_Exercise_. Write out the passage of the project summary on crime among women in Hampshire and Dorset between "Principal Investigators: Dr" and "Stop Domestic Abuse.", inclusive, copying it word for word.

A public health approach to crime: secondary and tertiary prevention schemes for females victims and offenders in Hampshire and Dorset.
Principal Investigators: Dr Sara Morgan
Team members: Dr Sara Morgan(Lecturer in Public Health School of Primary Care and Population Sciences, Faculty of Medicine, University of Southampton), Fiona Maxwell (Public Health Registrar School of Primary Care and Population Sciences, Faculty of Medicine, University of Southampton), Sergeant Ali Attwood (Hampshire Constabulary, Restorative Justice Lead) , Debbie Willis (Hampton Trust charity, Domestic Abuse Service Manager), Vicky Atkinson (Hart District Council, Domestic Abuse Project Coordinator), Patricia Durr (One Small Thing), Mona Samiy (Stop Domestic Abuse charity, Project Manager)
Start: 11 November 2019 Ends: 11 November 2021
Project Partners: University of Southampton, University Hospital Southampton NHS Foundation Trust, Hampshire Constabulary, Hampton Trust, Hart District Council, One Small Thing, Stop Domestic Abuse.
Background and study aims
Compared to the previous year, in 2018 there was an overall 8% increase in theft in England and Wales and a 6% increase in crimes involving sharp instruments or knives. In order to tackle this increase in crime, many believe that more needs to be done to address the reasons why people commit crime in the first place, as well as the damage it causes to peoples’ lives. This means working together in the community to offer solutions to those affected by crime, including victims and offenders. When we discussed possible solutions with local service providers, it was felt that a tailored approach is needed for women, as their needs are unique. Women in prison are very likely to be both victims and offenders whilst, in the general population, one in four women are also victims of abuse within the home and more than half the women in prison have experienced domestic abuse themselves. In response, three projects are being piloted in Hampshire and Dorset to address the needs of women affected by crime.

_Dataset extract_.
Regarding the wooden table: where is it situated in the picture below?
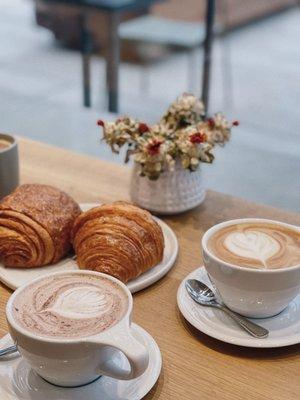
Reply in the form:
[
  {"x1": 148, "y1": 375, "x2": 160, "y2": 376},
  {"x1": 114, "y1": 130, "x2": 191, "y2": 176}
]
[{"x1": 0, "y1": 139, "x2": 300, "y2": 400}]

* * *

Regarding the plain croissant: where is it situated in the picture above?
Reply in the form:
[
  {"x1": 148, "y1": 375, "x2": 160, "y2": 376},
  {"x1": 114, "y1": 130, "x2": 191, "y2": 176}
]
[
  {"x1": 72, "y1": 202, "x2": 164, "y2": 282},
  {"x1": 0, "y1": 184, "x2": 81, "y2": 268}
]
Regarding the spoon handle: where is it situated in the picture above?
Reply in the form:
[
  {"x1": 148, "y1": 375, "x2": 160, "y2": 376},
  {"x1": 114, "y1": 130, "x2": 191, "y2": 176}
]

* * *

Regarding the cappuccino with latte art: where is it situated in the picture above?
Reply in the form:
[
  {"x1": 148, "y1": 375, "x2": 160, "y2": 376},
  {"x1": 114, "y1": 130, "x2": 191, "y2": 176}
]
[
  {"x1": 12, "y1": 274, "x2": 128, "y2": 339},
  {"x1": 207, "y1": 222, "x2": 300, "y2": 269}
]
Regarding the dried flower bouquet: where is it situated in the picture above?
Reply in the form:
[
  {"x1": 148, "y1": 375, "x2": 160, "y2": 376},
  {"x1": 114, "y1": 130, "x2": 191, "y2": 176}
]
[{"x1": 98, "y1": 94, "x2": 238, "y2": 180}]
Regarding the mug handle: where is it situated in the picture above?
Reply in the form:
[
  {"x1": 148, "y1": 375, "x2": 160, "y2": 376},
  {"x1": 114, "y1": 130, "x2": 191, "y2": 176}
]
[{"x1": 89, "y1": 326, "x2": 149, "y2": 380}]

_Worked solution_.
Principal Investigators: Dr Sara Morgan
Team members: Dr Sara Morgan(Lecturer in Public Health School of Primary Care and Population Sciences, Faculty of Medicine, University of Southampton), Fiona Maxwell (Public Health Registrar School of Primary Care and Population Sciences, Faculty of Medicine, University of Southampton), Sergeant Ali Attwood (Hampshire Constabulary, Restorative Justice Lead) , Debbie Willis (Hampton Trust charity, Domestic Abuse Service Manager), Vicky Atkinson (Hart District Council, Domestic Abuse Project Coordinator), Patricia Durr (One Small Thing), Mona Samiy (Stop Domestic Abuse charity, Project Manager)
Start: 11 November 2019 Ends: 11 November 2021
Project Partners: University of Southampton, University Hospital Southampton NHS Foundation Trust, Hampshire Constabulary, Hampton Trust, Hart District Council, One Small Thing, Stop Domestic Abuse.